* **Items from a dataset**:
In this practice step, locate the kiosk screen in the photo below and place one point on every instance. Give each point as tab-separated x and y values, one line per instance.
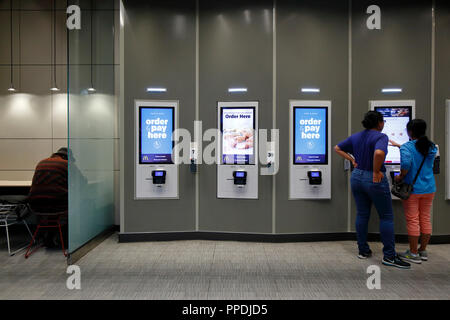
238	129
310	135
396	119
155	138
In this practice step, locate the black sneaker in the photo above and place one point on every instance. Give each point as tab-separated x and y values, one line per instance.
365	255
396	262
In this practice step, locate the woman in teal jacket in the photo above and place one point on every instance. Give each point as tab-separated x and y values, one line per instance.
418	207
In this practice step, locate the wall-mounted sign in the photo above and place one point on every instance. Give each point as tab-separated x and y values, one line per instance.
374	20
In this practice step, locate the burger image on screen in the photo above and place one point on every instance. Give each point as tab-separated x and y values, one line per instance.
237	139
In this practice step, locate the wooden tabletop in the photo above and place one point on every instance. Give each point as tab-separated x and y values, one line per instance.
9	183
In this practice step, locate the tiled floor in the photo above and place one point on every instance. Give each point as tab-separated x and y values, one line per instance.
222	270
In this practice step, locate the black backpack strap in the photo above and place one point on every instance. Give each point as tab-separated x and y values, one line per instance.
420	168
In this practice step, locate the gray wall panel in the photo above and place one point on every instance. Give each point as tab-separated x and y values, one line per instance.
398	55
312	51
441	209
159	51
235	50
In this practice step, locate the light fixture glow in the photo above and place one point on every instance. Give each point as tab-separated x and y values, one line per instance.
391	90
237	89
156	89
310	90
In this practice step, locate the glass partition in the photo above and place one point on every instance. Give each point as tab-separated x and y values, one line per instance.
92	118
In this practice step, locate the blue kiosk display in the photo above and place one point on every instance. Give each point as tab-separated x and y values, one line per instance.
156	168
309	164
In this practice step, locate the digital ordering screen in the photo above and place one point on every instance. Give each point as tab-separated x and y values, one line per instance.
237	127
310	135
156	128
396	119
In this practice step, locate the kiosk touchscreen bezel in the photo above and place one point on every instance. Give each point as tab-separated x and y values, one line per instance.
253	156
410	109
294	135
140	134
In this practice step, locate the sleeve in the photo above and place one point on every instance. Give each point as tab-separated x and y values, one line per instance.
406	158
382	143
346	145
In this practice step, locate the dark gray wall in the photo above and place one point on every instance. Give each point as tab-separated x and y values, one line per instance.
398	55
312	51
235	50
159	51
312	48
441	209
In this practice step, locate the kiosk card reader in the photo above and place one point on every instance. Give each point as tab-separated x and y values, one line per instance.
397	114
310	150
237	162
159	176
156	171
315	177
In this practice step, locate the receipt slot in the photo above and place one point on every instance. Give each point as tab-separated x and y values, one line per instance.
156	171
310	151
237	156
397	114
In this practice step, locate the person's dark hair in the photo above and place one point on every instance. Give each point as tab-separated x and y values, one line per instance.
418	129
62	152
372	119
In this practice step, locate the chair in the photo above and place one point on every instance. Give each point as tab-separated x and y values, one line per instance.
8	217
47	221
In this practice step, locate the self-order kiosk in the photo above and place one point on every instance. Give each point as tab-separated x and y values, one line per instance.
156	173
397	114
310	151
237	156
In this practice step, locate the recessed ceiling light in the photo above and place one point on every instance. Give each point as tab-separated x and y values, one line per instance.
391	90
310	90
237	89
156	89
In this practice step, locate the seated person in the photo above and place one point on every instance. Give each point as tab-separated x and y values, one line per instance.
49	190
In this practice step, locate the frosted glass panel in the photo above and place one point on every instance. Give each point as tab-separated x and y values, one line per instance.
92	129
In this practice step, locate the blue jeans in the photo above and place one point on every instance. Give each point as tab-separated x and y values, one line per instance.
366	193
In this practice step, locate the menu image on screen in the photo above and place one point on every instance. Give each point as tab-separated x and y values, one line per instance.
310	135
156	127
396	119
237	126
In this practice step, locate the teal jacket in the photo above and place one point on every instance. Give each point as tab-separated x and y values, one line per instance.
411	160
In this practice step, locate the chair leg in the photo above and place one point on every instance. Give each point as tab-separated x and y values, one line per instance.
61	238
28	253
7	238
26	226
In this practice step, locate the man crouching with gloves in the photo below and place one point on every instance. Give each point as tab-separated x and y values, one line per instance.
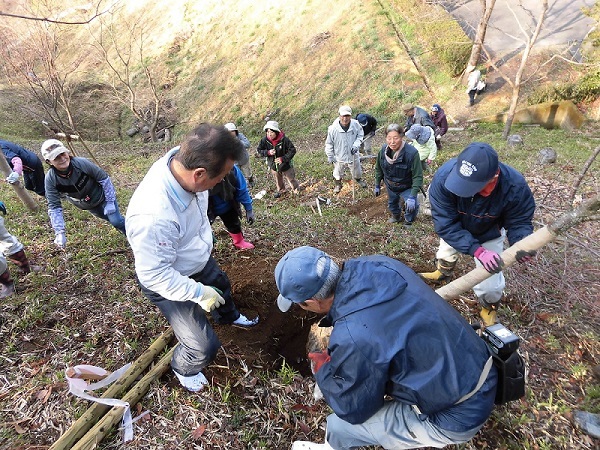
402	369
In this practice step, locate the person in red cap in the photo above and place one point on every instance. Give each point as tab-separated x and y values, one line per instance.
344	137
477	202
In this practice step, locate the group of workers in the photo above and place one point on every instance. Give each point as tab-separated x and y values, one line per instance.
403	369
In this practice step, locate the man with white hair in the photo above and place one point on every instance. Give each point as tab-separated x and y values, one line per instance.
344	137
394	337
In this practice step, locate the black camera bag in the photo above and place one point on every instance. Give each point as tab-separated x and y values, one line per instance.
511	377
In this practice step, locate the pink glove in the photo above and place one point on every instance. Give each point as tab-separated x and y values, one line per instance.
490	260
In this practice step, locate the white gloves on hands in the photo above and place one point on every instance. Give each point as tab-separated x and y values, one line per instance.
211	299
61	240
13	177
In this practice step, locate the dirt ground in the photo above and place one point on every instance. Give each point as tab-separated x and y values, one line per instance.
278	335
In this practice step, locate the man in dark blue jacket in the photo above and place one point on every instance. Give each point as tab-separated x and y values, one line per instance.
475	203
392	336
24	163
369	124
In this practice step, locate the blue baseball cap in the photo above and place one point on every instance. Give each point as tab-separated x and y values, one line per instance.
475	167
297	278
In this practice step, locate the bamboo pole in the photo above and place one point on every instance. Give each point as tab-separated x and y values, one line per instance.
18	187
95	412
104	425
534	241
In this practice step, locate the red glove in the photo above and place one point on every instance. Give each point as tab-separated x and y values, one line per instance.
524	256
317	359
490	260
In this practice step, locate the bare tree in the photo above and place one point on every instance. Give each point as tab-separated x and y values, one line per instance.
44	75
122	49
487	6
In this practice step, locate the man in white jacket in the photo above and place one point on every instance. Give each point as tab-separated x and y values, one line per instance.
171	238
344	137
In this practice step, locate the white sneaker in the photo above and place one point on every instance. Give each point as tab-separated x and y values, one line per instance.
193	383
244	322
305	445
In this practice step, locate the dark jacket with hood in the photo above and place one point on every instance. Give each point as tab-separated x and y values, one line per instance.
283	149
466	223
392	335
229	194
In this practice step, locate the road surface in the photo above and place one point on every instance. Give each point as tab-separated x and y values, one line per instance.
565	24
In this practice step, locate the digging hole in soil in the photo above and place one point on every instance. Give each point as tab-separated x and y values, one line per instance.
279	336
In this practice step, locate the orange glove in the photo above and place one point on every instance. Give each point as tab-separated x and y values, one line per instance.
317	359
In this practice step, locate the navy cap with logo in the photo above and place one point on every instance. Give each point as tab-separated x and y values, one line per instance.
475	167
297	277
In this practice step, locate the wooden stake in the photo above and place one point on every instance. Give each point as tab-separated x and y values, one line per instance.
534	241
97	410
104	425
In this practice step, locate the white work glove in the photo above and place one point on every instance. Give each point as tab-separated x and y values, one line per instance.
13	177
211	298
61	240
109	208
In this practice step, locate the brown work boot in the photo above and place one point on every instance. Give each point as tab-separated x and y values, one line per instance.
7	286
442	273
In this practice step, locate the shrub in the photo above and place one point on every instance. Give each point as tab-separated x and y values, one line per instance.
585	89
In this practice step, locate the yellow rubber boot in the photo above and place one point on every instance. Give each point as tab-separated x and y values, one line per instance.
488	315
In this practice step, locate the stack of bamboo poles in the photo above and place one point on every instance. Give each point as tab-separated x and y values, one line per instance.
98	420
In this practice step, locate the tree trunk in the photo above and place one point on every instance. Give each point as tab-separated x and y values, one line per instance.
519	75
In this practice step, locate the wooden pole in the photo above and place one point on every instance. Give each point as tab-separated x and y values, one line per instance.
534	241
104	425
18	187
95	412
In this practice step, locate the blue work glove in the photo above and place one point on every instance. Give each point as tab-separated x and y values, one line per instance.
250	217
490	260
13	177
411	204
109	208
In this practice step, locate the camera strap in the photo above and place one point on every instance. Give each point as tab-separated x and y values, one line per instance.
484	373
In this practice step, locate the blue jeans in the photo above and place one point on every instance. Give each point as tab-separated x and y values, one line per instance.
115	219
395	206
198	342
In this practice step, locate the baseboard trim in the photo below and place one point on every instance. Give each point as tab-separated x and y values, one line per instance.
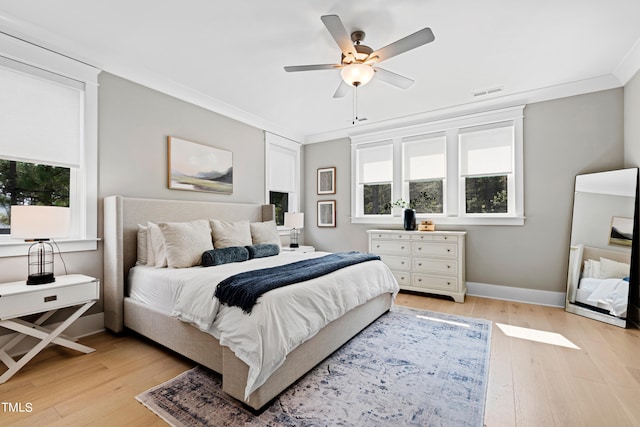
84	326
508	293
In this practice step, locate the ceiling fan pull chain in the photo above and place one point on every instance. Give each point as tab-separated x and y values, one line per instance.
355	104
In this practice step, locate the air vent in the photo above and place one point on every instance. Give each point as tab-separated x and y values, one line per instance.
484	92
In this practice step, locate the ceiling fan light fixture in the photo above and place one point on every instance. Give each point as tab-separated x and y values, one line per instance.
357	74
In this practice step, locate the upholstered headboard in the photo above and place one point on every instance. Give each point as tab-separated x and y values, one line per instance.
121	218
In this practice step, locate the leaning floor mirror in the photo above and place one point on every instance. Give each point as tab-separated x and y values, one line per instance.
603	267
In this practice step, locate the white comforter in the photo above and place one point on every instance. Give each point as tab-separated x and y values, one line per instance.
283	318
611	294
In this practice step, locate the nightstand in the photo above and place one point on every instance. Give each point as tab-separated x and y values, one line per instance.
18	299
301	248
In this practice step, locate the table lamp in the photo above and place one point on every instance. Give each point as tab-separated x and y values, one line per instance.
39	224
294	221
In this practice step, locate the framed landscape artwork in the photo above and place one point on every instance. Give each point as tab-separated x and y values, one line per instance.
327	181
198	167
327	213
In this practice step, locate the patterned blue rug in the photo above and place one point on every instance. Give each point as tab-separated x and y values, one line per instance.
409	367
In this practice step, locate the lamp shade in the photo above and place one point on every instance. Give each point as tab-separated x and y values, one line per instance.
357	74
31	222
293	220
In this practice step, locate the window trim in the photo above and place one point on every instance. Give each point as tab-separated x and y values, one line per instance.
85	199
454	212
277	142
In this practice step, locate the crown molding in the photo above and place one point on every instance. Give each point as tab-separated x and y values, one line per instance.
528	97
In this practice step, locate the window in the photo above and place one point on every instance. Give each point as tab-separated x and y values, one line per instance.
375	175
464	170
486	169
283	175
23	183
424	166
48	139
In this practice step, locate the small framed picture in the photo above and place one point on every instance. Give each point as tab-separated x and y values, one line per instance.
327	213
327	180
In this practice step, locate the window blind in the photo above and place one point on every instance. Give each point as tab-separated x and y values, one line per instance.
425	159
487	150
41	116
375	164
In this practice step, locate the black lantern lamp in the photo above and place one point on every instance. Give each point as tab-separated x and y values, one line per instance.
39	224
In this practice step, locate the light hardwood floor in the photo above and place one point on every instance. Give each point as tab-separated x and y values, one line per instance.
530	383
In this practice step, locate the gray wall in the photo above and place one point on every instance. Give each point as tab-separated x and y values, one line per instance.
632	122
134	123
562	138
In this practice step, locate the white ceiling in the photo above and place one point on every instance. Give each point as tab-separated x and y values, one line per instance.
229	56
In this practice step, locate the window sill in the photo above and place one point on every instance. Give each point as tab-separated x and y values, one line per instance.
389	220
10	248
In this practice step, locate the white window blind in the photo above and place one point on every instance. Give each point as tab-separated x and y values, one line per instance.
375	164
424	159
487	150
282	169
41	116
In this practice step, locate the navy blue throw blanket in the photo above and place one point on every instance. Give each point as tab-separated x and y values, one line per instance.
243	289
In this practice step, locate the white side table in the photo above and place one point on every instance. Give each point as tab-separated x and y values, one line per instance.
301	248
18	299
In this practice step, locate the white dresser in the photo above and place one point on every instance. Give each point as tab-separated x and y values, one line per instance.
424	261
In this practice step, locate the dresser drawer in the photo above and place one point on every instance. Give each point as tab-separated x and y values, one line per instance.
434	237
390	236
441	250
396	262
434	282
390	246
403	277
425	265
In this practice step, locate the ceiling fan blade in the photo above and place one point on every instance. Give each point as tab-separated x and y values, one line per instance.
412	41
393	79
293	68
342	90
339	34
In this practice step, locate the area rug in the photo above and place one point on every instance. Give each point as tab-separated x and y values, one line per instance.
409	367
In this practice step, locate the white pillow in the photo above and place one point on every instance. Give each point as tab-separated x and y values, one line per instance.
226	234
265	233
594	269
184	242
156	254
610	269
586	270
142	245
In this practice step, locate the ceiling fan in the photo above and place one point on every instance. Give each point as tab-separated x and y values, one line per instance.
358	63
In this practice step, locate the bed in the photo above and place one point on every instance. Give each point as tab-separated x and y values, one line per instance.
122	217
598	283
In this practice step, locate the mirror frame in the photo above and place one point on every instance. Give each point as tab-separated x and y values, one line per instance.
577	251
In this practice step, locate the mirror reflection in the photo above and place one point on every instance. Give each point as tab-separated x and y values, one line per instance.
602	234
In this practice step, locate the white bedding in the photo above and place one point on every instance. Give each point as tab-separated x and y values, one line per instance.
610	294
283	318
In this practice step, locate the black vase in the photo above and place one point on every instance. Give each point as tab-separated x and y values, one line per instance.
409	219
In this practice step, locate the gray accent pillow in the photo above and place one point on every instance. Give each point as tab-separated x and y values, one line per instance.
263	250
226	234
224	256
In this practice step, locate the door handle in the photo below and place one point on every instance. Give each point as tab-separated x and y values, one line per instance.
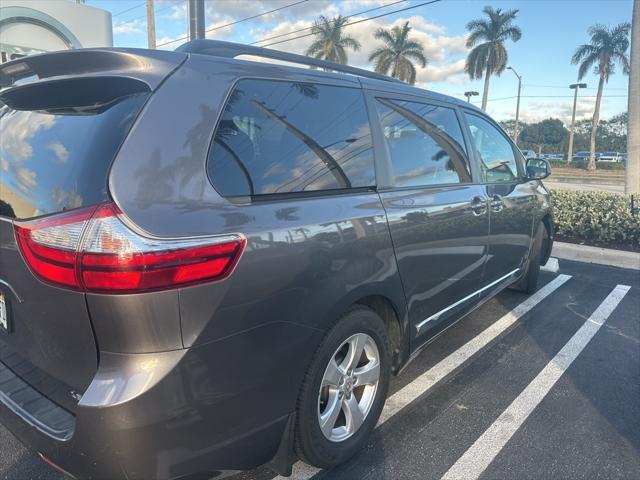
496	203
478	206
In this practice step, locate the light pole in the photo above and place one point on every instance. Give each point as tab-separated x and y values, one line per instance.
151	25
469	95
515	128
195	10
575	87
632	176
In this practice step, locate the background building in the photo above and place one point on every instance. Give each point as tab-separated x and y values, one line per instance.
36	26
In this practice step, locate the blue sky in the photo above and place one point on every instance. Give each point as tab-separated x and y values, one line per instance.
552	29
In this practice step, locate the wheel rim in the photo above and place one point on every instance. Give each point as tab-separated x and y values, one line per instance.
348	387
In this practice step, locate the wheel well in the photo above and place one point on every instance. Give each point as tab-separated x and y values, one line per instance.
385	309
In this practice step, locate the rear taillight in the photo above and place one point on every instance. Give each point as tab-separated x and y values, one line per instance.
97	250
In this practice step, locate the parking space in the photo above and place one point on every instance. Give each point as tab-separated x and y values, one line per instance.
546	386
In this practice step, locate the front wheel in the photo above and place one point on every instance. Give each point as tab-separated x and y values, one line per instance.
344	390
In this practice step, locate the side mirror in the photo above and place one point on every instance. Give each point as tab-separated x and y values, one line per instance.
538	169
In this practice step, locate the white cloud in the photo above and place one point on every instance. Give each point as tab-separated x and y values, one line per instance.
15	141
26	179
536	111
131	27
442	51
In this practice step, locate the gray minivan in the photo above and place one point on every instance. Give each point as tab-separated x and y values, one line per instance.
209	264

* **PROBLEM DESCRIPTION**:
Transcribe, word for word, every line from the one containing "In this practice step, locate the rear" through the final line of the entries, and nothing else.

* **SOLUTION FOR THIS EXERCISE**:
In this practice step, locate the rear taillight in the photo above and place one point on every instance. Give each point as tab-separated x and y values, one line per instance.
97	250
In this practice step, locate the parking space in the photo above and place one point on every instance. Give each point as tab-separated x and y values, one line per instance.
546	386
In this practice step, locate the front wheel in the photo above and place one point on every instance. Give each point as tab-separated x and y values, one line per instance.
344	390
In this practice step, locate the side mirror in the photo above and place one point on every instance. Give each point as tab-separated x and y values, one line per instance.
538	169
In this practice step, locate the white cloud in the photo above and place one point on every instance. Give each point as tab-separated x and y values, one line per instance.
15	141
26	179
536	111
131	27
442	51
In this practice step, locate the gray minivan in the photo above and place one point on every instance. Give each point as tab-separated x and y values, one line per instance.
209	264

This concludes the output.